- _DOCUMENT EXTRACT_:
Anyway, I'm really not sure how to revitalize Calculus.
I'm saying there's a tension between that and the desire of must students to do as little as possible.
Sure. This tension exists for me, as a parent, as a teacher, as everything that's preventing me from curling up with a book in a patch of sunshine, and a cat in my lap.
What about introducing them to differential equations empirically? Numerical integrators like octave are free. Creating a base notebook for import and suggesting cases to explore would take work, but might pay off.
I don't love diff eq terribly much, but this sort of thing would make a fabulous first year seminar, where you are totally disengaged from a traditional list of topics to cover and can really explore a topic at the students' pace.
It's a metaphor. For my vagina.
I really am curious about 9 -- the post sounded as if you thought your current teaching methods were producing students who understood calculus better than most, but who were less skilled at learning math generally. Do you notice that your calc students seem weaker than students from other classes when they get into the upper level work? Or is this just a worry?
On revitalizing Calc... not that I know anything, but challenge problems? Give them some optional problems that should really stretch them, and tell them that a successful answer, presented for the class, will wipe out a missing homework or something like that?
How this thread reads in my brain:
"Math math math. Math math, math math math!"
"Teachy, teachy. Teachy teachy teachy -- teachy teachy -- teachy."
"Math! Math math math."
"Math math, teachy teachy."
[Pauly Shore]
"Teachy math, teachy math, teachy teachy math math."
re: 47
And further to this, if what you are doing is working well [which it sounds like it is], maybe that's the right way to go?
[I may be talking out of my arse here]
53: Some French dude made millions that way.
On further reflection, it appears that the man could play music, but not talk, out of his ass. I regret the error.
Is it possible for you to compare your students' grades in later math classes - or other classes where you think your brain-training should help - with students who took the same class from someone else?
Math Ed studies are notoriously indeterminate. Did my class weed out fewer students? What determines which students go on to take another math class? Etc.
I believe they've shown that students who take an IBL math class are more likely to take another math class, for what that's worth.

[Dataset entries]
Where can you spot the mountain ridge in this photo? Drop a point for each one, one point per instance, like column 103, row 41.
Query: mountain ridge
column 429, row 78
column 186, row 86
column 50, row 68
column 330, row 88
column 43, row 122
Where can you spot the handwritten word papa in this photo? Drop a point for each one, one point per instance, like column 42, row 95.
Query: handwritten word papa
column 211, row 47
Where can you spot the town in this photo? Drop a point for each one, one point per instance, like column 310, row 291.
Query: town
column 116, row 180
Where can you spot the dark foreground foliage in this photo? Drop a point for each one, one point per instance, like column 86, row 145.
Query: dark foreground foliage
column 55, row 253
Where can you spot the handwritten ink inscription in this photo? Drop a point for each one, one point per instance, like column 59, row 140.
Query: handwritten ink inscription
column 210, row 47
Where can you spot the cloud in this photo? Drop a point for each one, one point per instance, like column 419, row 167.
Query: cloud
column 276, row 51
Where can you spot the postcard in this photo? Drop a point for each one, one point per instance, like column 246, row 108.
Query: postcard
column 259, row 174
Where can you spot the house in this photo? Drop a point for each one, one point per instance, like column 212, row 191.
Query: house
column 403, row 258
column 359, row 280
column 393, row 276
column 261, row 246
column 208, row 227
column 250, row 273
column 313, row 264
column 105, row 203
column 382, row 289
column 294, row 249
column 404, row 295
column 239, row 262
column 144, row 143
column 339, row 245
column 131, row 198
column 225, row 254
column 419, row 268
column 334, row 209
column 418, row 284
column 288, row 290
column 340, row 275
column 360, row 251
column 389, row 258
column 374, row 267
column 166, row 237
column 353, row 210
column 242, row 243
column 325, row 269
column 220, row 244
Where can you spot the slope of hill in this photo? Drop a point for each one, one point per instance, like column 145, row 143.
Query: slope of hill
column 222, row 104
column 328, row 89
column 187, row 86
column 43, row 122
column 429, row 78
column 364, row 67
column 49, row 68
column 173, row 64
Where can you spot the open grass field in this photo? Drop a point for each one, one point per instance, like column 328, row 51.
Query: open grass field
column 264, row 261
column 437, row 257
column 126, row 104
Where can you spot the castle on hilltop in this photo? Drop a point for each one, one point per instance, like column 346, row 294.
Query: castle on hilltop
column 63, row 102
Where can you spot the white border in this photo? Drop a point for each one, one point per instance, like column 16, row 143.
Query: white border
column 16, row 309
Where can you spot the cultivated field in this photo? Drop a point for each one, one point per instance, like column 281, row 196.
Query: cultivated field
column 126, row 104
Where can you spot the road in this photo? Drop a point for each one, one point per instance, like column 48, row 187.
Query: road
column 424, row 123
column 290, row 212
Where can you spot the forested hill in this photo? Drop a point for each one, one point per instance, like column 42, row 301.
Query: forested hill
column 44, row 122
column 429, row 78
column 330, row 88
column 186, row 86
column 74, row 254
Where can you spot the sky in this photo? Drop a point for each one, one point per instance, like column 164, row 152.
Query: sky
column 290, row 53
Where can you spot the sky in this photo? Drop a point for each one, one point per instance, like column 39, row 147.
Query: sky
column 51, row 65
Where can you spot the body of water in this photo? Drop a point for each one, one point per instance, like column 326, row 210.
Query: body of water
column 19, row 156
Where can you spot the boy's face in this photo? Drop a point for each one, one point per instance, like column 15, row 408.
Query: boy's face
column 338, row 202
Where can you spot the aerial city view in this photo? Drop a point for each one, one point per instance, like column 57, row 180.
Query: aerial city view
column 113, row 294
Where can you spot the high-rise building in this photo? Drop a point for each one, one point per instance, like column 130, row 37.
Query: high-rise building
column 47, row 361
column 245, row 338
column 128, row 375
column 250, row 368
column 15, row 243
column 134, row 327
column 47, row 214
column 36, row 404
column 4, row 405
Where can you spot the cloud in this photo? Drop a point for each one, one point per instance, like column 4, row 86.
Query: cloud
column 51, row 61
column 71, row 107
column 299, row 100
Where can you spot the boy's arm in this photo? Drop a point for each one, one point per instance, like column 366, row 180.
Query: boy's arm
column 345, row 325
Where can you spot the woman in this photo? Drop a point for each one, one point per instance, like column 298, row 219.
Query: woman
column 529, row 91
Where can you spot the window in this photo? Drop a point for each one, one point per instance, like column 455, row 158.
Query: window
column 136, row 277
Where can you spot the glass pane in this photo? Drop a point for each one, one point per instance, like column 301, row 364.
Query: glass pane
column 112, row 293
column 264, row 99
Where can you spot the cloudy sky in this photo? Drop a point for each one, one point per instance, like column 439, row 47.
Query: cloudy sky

- _TASK SET_:
[A] Answer these questions from the calculus thread:
(i) Which free numerical integrator is named?
(ii) In the post suggesting challenge problems, what would a successful answer presented for the class wipe out?
(iii) According to the final post, students who take an IBL math class are more likely to do what?
[B] Update the calculus thread from "Sure. This tension" to "the students' pace.", changing "octave" to "Scilab".
[C] In the calculus thread, why does one poster say exploring differential equations empirically would make a fabulous first-year seminar? Answer in one to three sentences.

- _ANSWERS FOR THIS EXERCISE_:
[A]
(i) Octave.
(ii) A missing homework.
(iii) Take another math class.

[B]
Sure. This tension exists for me, as a parent, as a teacher, as everything that's preventing me from curling up with a book in a patch of sunshine, and a cat in my lap.
What about introducing them to differential equations empirically? Numerical integrators like Scilab are free. Creating a base notebook for import and suggesting cases to explore would take work, but might pay off.
I don't love diff eq terribly much, but this sort of thing would make a fabulous first year seminar, where you are totally disengaged from a traditional list of topics to cover and can really explore a topic at the students' pace.

[C] In such a seminar, the class is totally disengaged from a traditional list of topics to cover. It can really explore a topic at the students' pace.